* About this exercise
Set down every entry below exactly as it stands.

* Data to examine
....................

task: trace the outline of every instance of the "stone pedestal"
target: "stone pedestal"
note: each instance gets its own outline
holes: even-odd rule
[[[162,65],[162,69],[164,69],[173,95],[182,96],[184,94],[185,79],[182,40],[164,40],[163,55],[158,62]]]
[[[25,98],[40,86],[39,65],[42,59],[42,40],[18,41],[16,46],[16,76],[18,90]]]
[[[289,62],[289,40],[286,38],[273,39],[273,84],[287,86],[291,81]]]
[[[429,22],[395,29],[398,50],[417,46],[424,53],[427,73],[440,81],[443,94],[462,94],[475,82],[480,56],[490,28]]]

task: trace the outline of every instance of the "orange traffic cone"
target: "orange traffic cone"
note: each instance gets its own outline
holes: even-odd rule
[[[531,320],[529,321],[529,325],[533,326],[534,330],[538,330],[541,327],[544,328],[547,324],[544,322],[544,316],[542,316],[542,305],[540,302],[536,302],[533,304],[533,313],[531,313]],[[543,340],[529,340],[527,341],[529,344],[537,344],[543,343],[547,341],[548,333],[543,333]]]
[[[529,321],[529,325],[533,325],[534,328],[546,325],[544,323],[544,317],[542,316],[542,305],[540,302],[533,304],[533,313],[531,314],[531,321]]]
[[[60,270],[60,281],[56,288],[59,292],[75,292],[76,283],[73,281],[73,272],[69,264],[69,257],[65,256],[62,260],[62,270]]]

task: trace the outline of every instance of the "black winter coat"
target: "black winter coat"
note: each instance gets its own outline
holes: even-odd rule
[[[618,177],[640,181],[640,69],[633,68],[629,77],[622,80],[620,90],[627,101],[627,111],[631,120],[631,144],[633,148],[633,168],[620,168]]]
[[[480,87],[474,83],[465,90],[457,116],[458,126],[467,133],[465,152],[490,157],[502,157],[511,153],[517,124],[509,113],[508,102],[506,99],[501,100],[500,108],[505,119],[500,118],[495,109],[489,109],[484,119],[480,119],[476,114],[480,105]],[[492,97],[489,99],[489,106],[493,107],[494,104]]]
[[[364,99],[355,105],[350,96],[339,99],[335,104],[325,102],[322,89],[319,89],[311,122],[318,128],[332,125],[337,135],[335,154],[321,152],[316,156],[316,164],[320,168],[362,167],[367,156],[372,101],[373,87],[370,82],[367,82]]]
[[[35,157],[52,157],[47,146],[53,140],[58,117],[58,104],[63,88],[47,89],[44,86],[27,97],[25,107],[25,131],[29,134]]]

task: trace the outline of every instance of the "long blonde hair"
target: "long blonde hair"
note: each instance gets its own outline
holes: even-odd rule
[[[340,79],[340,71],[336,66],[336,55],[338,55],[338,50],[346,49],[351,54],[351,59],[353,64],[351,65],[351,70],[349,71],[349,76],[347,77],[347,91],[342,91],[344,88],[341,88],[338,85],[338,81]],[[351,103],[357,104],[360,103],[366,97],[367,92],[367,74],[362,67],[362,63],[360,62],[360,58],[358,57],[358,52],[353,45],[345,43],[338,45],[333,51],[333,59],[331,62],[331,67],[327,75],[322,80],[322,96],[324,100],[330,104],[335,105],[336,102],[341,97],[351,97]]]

....................

* Reply to the exercise
task: trace the outline of every instance of the "stone pedestal"
target: "stone pedestal"
note: each instance gets its own outline
holes: even-odd rule
[[[162,65],[162,69],[164,69],[173,95],[182,96],[184,94],[185,79],[182,40],[164,40],[163,55],[158,62]]]
[[[25,98],[40,86],[39,65],[42,59],[42,40],[18,41],[16,46],[16,76],[18,90]]]
[[[289,62],[289,40],[286,38],[273,39],[273,84],[287,86],[291,81]]]
[[[429,22],[395,29],[398,50],[417,46],[424,53],[427,73],[440,81],[443,94],[462,94],[475,82],[480,56],[490,28]]]

task: trace the outline of every instance of the "orange traffic cone"
target: "orange traffic cone"
note: each instance gets its own outline
holes: even-odd rule
[[[531,320],[529,321],[529,325],[533,326],[534,330],[538,330],[541,327],[544,328],[547,324],[544,322],[544,316],[542,316],[542,305],[540,302],[536,302],[533,304],[533,313],[531,313]],[[543,340],[529,340],[527,341],[529,344],[537,344],[543,343],[547,341],[548,333],[543,333]]]
[[[529,321],[529,325],[533,325],[534,328],[546,325],[544,323],[544,317],[542,316],[542,305],[540,302],[533,304],[533,313],[531,314],[531,321]]]
[[[60,270],[60,281],[56,288],[59,292],[75,292],[76,283],[73,281],[73,272],[69,264],[69,257],[65,256],[62,260],[62,270]]]

task: trace the outline of every instance of the "black winter coat"
target: "black winter coat"
note: each instance gets its own outline
holes: even-odd rule
[[[618,177],[640,181],[640,69],[633,68],[629,77],[622,80],[620,90],[627,101],[627,111],[631,120],[631,144],[633,148],[633,168],[620,168]]]
[[[480,87],[474,83],[465,90],[457,116],[458,126],[467,133],[465,152],[490,157],[502,157],[511,153],[517,124],[509,113],[508,102],[506,99],[501,100],[500,108],[505,119],[500,118],[495,109],[489,109],[484,119],[480,119],[476,114],[480,105]],[[492,97],[489,99],[489,106],[493,107],[494,104]]]
[[[364,99],[355,105],[350,96],[339,99],[335,104],[325,102],[322,89],[319,89],[311,122],[318,128],[332,125],[337,135],[335,154],[321,152],[316,156],[316,164],[320,168],[362,167],[367,156],[372,101],[373,87],[370,82],[367,82]]]
[[[35,157],[52,157],[47,146],[53,140],[58,117],[58,104],[63,88],[47,89],[44,86],[27,97],[25,107],[25,131],[29,134]]]

task: trace the outline of every instance of the "long blonde hair"
target: "long blonde hair"
note: each instance gets its own outline
holes: even-odd rule
[[[340,79],[340,71],[336,66],[336,55],[338,55],[338,50],[346,49],[351,54],[351,59],[353,64],[351,65],[351,70],[349,71],[349,76],[347,77],[347,91],[342,91],[344,88],[341,88],[338,85],[338,81]],[[351,103],[357,104],[360,103],[366,97],[367,92],[367,74],[362,67],[362,63],[360,62],[360,58],[358,57],[358,52],[353,45],[345,43],[338,45],[333,51],[333,59],[331,62],[331,67],[327,75],[322,80],[322,96],[324,100],[330,104],[335,105],[336,102],[341,97],[351,97]]]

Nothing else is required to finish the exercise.